**SET PROBLEM**
Please reproduce the passage of the new Myvi text below that begins with the words containing "The interior length" and ends with "and roof design.", word for word.

━━━━━ TEXT SECTION

Turning radius remains the same at 4.7m to ensure easy parking in tight spaces, easy cornering and U-turns and better maneoverability.
Buyers of the new Myvi will find the cabin a revelation.
The interior length is 15mm more than the old Myvi and this translates to extra legroom. In addition, the front-rear couple distance is 4mm more, resulting in more rear legroom for better comfort.
On the other hand, the driver-passenger couple distance remains the same at 680mm.
The new Myvi however loses out in interior width, being 20mm narrower because of thicker door trim design that contributes to lowering noise, vibrations and harshness (NVH). Interior height is less by 5mm at 1,265mm because of the need for improved aerodynamics from having a lower exterior height.
The new Myvi also has something to crow about in the luggage area.
Most impressive is the door opening height, now at 810mm, a good size 70mm difference from the old one. The bigger opening is attributed to having different side member and roof design.
There are other small improvements in luggage room loading height and width.
Luggage capacity with five occupants is slightly less because of increased front-rear couple distance and thicker padding for rear seats.
The instrument panel in the cabin has been redesigned to enhance visibility and sophistication.
The big dials on the dash are reminiscent of those from the Perodua Alza MPV.
The automatic gearshift lever is no longer rooted to the floor but is now mounted on the two-tone instrument panel for greater accessibility and control.
New in the Myvi is a multi-information display that shows up average fuel consumption and range. The display also includes a blinking warning light when the car runs low on fuel.
The light blinks slowly when the petrol level is less than 7.5-litres or about 100km left; it blinks faster when petrol is less than 6 litres or about 85km left.
While the glove compartment looks the same decent size as before, Perodua has four cup/bottle holders in front on top of the two behind.
Fabric seats are made of a softer material to enhance comfort.
The cooling efficiency of the air-conditioner has also been improved. It now takes 15 minutes to cool down the entire cabin from 55 degree Celsius to 20.5 degree Celsius, while it was longer in the previous model.
Perodua has made the new Myvi even safer than before.
All variants from the lowliest get two airbags where previously only the mid and highline versions benefit from the active safety feature.
The driver gets a seat belt pre-tensioner with force limiter. For Myvi owners with children, there is a set of Isofix child restraint system for the rear seats, meaning parents can secure two baby seats safely in the back.
For the first time, the car comes with a three-point safety belt for the middle passenger in the rear seats instead of just a lap belt. A three-point safety belt holds the passenger more securely in the seat in case of a collision, while a lap belt across the hip offers a lower degree of protection.
Perodua has also paid attention to what happens during the split seconds that an accident occurs.

━━━━━━━━━━
━━━━━ SUPPLIED DATA

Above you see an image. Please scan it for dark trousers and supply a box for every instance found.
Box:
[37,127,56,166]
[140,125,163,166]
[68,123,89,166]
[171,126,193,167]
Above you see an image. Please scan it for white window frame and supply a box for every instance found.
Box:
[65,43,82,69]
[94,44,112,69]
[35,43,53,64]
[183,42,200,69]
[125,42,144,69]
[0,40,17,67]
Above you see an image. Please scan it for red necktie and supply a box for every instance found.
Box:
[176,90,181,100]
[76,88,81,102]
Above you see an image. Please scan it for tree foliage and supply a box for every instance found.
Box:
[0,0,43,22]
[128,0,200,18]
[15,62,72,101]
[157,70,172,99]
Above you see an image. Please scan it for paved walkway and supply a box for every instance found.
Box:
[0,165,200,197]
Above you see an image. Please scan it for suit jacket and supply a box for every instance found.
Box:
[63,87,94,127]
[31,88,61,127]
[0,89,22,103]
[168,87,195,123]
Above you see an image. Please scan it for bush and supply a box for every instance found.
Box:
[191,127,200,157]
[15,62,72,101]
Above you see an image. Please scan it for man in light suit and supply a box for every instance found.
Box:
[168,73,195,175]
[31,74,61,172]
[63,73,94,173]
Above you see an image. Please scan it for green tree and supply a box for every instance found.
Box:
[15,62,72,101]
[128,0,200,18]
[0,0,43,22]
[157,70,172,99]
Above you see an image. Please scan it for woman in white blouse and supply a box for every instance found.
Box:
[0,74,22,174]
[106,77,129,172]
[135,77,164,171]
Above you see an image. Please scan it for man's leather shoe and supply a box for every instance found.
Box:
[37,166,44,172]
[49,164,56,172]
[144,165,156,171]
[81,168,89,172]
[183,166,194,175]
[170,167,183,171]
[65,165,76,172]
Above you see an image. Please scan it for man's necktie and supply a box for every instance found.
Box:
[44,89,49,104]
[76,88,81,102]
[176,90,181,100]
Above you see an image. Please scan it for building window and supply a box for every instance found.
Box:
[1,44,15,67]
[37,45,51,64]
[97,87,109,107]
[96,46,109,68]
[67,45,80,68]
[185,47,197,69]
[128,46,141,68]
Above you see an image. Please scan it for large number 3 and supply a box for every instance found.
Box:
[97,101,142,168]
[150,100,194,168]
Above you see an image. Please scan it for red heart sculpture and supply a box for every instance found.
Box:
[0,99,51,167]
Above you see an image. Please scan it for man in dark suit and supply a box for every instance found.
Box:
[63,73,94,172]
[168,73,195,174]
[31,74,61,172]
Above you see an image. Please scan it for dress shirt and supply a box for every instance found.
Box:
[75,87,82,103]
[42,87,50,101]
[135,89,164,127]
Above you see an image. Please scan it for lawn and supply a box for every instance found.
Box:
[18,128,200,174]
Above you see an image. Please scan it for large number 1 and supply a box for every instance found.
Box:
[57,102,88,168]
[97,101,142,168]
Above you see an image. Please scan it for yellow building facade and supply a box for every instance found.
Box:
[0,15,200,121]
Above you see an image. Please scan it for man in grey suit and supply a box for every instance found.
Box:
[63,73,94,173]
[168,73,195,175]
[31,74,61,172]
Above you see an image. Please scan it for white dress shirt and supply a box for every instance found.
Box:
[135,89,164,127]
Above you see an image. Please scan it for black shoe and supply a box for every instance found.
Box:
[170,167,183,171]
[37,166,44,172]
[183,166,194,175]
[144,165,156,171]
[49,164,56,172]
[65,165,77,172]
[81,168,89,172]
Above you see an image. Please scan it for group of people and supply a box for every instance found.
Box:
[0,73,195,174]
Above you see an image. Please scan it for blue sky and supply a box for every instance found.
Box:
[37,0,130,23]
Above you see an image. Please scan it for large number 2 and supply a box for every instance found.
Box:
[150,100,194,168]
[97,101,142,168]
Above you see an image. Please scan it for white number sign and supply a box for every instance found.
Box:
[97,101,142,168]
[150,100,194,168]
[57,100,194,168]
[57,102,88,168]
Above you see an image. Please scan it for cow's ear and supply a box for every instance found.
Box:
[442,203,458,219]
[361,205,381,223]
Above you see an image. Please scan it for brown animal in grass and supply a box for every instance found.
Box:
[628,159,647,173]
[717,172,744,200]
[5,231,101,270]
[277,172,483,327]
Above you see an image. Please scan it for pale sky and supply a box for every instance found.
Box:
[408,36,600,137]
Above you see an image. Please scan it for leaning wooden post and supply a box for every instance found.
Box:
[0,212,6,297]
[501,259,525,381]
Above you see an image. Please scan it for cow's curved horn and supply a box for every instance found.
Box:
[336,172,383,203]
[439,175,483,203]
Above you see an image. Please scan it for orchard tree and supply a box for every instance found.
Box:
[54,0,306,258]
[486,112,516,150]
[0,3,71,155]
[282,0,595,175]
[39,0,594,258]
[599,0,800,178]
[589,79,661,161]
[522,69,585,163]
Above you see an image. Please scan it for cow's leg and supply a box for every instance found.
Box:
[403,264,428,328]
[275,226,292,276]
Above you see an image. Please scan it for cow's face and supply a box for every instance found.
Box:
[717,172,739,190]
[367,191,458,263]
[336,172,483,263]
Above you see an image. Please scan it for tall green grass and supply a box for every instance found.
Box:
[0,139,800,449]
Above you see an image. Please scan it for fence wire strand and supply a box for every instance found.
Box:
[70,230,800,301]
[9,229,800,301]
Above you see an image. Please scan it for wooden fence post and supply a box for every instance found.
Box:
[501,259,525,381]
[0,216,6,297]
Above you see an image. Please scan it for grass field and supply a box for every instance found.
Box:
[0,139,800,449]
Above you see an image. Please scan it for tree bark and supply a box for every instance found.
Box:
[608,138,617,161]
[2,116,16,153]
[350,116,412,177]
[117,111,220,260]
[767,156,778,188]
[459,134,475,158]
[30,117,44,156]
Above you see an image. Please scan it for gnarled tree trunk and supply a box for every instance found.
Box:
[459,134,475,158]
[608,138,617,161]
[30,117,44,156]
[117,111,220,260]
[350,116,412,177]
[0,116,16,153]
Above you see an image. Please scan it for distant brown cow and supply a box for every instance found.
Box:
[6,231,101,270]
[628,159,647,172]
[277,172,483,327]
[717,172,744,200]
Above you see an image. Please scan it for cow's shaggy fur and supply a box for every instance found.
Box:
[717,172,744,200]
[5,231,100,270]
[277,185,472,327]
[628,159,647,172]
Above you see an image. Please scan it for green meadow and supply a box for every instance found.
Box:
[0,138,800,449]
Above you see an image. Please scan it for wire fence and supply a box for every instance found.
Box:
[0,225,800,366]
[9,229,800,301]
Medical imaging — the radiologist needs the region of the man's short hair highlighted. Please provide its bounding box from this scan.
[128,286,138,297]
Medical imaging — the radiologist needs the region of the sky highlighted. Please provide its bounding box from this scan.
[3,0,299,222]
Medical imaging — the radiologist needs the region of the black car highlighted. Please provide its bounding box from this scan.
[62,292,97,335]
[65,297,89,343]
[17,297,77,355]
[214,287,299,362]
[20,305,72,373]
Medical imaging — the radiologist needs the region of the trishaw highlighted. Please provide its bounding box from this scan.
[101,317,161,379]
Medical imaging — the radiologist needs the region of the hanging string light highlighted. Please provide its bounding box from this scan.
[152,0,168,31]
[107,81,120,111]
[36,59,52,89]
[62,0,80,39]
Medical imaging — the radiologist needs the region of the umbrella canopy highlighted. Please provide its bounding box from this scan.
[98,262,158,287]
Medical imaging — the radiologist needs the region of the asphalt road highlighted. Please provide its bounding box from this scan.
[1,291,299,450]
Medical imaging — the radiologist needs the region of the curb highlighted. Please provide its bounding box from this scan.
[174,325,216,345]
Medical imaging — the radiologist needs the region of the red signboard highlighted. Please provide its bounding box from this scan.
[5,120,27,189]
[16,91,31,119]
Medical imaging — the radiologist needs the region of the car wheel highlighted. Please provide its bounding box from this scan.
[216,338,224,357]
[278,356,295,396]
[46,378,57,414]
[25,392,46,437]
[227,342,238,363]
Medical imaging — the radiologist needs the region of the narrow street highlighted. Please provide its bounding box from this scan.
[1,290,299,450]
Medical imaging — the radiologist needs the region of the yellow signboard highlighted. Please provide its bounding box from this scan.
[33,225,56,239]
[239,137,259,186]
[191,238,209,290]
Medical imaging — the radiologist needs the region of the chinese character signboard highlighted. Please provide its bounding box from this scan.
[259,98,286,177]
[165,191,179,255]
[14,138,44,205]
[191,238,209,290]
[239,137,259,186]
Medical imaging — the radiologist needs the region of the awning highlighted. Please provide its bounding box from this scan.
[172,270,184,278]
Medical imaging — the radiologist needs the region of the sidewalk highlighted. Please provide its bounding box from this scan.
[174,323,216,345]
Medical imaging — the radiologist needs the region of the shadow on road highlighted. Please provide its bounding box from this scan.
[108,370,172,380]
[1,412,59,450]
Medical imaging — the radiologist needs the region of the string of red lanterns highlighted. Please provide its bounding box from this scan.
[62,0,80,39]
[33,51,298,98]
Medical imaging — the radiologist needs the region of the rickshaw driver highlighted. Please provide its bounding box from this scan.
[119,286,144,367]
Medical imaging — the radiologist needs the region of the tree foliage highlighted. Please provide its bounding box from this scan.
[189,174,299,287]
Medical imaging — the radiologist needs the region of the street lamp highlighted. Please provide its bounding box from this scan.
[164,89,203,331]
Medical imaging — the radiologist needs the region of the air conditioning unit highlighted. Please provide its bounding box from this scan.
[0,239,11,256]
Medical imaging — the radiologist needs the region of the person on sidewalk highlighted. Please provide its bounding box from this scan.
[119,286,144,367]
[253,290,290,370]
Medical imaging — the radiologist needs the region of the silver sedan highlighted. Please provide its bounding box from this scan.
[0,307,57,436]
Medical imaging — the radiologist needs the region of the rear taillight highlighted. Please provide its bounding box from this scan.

━━━━━━━━━━

**RESULT**
The interior length is 15mm more than the old Myvi and this translates to extra legroom. In addition, the front-rear couple distance is 4mm more, resulting in more rear legroom for better comfort.
On the other hand, the driver-passenger couple distance remains the same at 680mm.
The new Myvi however loses out in interior width, being 20mm narrower because of thicker door trim design that contributes to lowering noise, vibrations and harshness (NVH). Interior height is less by 5mm at 1,265mm because of the need for improved aerodynamics from having a lower exterior height.
The new Myvi also has something to crow about in the luggage area.
Most impressive is the door opening height, now at 810mm, a good size 70mm difference from the old one. The bigger opening is attributed to having different side member and roof design.